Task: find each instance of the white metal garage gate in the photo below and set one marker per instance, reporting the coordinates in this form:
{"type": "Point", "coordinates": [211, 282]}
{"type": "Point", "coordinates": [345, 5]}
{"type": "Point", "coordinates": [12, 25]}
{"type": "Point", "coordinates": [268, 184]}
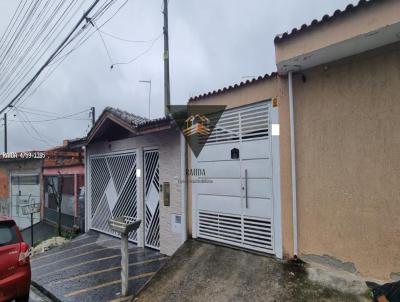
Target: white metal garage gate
{"type": "Point", "coordinates": [237, 206]}
{"type": "Point", "coordinates": [113, 189]}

# What this task involves:
Your answer must be an exact copy of every entry, with the pictures left out.

# Result of this exercise:
Task: find each instance of the white metal garage gate in the photo below and set one marker per instance, reporting the coordinates in this form:
{"type": "Point", "coordinates": [211, 282]}
{"type": "Point", "coordinates": [345, 5]}
{"type": "Point", "coordinates": [12, 25]}
{"type": "Point", "coordinates": [268, 184]}
Target: white metal garage gate
{"type": "Point", "coordinates": [237, 206]}
{"type": "Point", "coordinates": [113, 189]}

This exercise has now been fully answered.